### AIM OF THE EXERCISE
List every line below that contains the word "table".

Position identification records
════════

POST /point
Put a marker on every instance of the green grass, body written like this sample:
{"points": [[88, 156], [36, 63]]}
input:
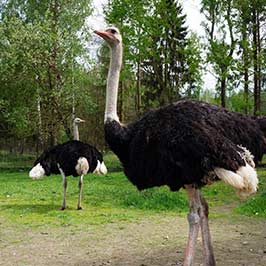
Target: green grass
{"points": [[106, 199]]}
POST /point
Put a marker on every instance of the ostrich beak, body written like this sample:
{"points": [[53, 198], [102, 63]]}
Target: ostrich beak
{"points": [[104, 34]]}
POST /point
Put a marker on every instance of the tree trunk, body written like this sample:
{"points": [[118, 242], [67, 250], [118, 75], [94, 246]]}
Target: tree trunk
{"points": [[255, 62], [245, 65], [223, 84], [138, 101]]}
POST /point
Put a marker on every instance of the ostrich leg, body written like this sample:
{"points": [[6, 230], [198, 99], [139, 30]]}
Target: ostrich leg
{"points": [[205, 233], [64, 187], [80, 192], [194, 223]]}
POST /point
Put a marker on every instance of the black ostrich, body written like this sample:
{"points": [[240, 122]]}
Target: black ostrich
{"points": [[186, 144], [71, 158]]}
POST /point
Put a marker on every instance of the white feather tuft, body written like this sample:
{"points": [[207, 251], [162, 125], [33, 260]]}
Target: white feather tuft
{"points": [[100, 168], [230, 177], [82, 166], [37, 172], [247, 156], [245, 179]]}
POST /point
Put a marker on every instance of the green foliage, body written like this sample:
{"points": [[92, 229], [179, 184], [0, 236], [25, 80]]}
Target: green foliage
{"points": [[40, 45], [157, 50]]}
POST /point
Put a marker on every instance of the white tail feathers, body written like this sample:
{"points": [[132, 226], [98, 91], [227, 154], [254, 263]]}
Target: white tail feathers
{"points": [[82, 166], [100, 168], [245, 179]]}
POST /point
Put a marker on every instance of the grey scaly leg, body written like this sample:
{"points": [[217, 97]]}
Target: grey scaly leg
{"points": [[80, 192]]}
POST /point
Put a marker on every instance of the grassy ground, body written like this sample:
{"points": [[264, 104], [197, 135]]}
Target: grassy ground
{"points": [[107, 199], [119, 225]]}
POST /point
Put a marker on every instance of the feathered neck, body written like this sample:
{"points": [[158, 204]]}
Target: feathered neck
{"points": [[75, 131], [113, 83]]}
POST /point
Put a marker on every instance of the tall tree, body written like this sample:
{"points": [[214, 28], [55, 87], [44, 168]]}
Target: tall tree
{"points": [[156, 40], [46, 39]]}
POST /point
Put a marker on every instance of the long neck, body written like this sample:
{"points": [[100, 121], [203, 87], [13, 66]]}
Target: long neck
{"points": [[75, 131], [112, 84]]}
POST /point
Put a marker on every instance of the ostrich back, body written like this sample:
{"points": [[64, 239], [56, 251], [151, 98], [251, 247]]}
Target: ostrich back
{"points": [[67, 155], [182, 143]]}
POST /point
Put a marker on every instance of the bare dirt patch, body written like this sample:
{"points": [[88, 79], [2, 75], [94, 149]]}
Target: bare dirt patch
{"points": [[155, 241]]}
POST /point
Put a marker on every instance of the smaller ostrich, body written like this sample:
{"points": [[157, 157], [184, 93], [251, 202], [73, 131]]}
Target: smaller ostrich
{"points": [[76, 121], [71, 158]]}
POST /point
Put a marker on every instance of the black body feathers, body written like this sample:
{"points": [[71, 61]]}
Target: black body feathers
{"points": [[182, 143], [66, 155]]}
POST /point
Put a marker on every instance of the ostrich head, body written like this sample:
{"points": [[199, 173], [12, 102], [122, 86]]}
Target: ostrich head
{"points": [[114, 39], [111, 35], [77, 120]]}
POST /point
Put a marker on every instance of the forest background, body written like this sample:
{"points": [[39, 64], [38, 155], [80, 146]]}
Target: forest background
{"points": [[49, 72]]}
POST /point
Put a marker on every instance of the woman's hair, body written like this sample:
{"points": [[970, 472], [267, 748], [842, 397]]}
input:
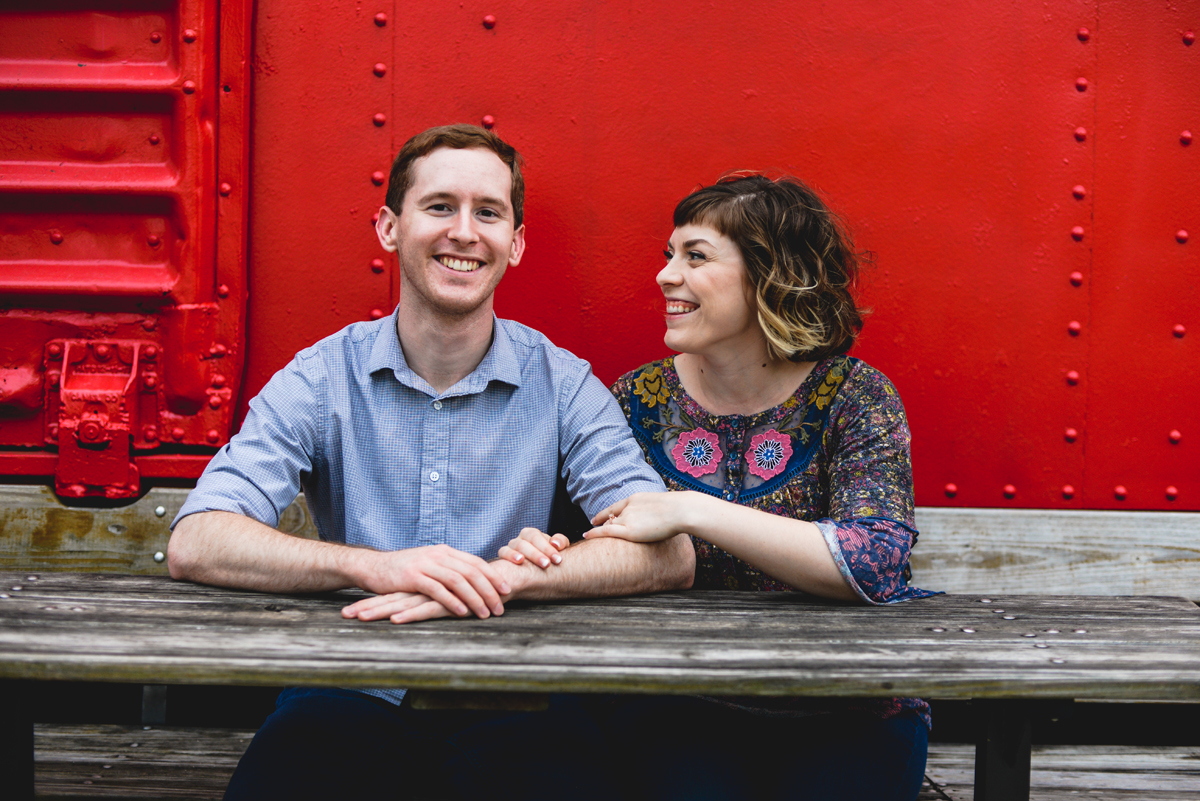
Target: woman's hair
{"points": [[798, 257]]}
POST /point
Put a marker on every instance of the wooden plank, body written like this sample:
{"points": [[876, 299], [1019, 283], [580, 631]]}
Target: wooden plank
{"points": [[1101, 772], [151, 630], [40, 533], [1039, 550]]}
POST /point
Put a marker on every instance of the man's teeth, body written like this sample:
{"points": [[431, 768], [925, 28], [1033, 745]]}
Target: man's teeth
{"points": [[459, 265]]}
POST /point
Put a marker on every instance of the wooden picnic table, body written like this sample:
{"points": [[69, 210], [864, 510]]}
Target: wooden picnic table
{"points": [[1008, 652]]}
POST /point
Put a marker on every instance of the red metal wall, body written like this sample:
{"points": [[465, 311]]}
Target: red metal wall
{"points": [[1021, 172]]}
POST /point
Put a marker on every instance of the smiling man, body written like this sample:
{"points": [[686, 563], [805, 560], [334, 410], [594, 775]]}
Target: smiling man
{"points": [[424, 443]]}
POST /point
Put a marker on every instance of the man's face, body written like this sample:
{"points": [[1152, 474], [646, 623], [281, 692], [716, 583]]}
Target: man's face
{"points": [[454, 235]]}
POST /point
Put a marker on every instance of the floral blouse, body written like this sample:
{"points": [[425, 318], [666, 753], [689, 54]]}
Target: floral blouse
{"points": [[835, 453]]}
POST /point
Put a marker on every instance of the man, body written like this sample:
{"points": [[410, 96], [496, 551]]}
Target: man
{"points": [[424, 443]]}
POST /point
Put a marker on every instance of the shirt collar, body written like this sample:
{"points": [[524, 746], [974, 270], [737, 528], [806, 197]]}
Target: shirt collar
{"points": [[499, 362]]}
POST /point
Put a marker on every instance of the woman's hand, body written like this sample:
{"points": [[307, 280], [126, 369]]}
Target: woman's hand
{"points": [[647, 517], [535, 547]]}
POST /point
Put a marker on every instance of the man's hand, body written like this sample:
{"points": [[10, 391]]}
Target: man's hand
{"points": [[459, 582], [535, 547]]}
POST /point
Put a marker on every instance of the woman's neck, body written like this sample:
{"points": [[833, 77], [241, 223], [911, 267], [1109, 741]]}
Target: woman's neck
{"points": [[739, 385]]}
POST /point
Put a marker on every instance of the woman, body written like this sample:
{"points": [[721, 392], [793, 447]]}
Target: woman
{"points": [[791, 471]]}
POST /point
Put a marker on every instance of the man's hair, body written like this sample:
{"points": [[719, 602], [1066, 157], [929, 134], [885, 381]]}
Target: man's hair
{"points": [[457, 137], [798, 257]]}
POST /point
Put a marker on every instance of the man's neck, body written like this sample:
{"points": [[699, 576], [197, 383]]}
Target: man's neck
{"points": [[442, 349]]}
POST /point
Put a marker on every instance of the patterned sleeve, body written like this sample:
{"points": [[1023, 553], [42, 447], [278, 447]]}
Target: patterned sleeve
{"points": [[869, 528]]}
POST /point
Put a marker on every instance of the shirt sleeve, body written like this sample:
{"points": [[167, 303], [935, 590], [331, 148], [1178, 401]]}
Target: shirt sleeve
{"points": [[601, 461], [870, 524], [259, 471]]}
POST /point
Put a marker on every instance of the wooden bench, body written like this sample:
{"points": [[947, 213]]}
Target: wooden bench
{"points": [[960, 550]]}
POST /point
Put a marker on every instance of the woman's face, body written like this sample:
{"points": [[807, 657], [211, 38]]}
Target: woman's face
{"points": [[709, 300]]}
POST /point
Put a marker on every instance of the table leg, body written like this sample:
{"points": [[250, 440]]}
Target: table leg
{"points": [[1002, 751], [16, 741]]}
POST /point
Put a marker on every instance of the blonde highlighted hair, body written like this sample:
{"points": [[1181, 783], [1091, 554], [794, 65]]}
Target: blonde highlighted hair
{"points": [[798, 257]]}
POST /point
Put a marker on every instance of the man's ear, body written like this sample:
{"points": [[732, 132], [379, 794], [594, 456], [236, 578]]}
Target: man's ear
{"points": [[517, 246], [388, 229]]}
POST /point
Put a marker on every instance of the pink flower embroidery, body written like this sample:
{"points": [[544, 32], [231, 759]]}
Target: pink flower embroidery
{"points": [[768, 455], [697, 452]]}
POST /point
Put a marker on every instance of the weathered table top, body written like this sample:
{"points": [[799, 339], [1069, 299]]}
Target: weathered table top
{"points": [[154, 630]]}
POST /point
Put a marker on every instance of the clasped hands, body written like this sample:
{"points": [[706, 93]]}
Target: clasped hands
{"points": [[438, 580]]}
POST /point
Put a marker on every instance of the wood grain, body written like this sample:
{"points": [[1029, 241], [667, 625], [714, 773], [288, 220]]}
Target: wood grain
{"points": [[151, 630]]}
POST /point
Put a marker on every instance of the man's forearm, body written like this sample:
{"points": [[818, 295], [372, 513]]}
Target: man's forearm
{"points": [[607, 567], [228, 549]]}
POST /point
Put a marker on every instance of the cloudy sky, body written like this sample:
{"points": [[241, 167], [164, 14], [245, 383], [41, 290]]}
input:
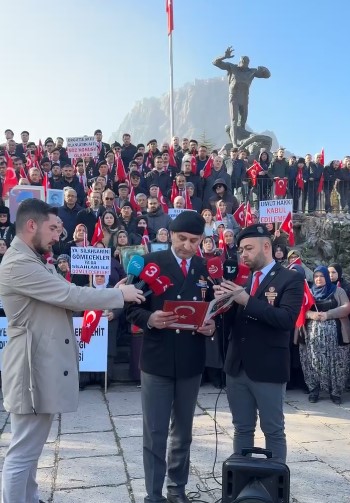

════════

### RESPONSE
Put a marker on every instance of the wooden picnic table, body written like this sample:
Target: wooden picnic table
Put a marker on every instance of the table leg, body written like this sample:
Target: table leg
Put a marker on every instance of the weathered table top, body written like this sample:
Target: weathered table top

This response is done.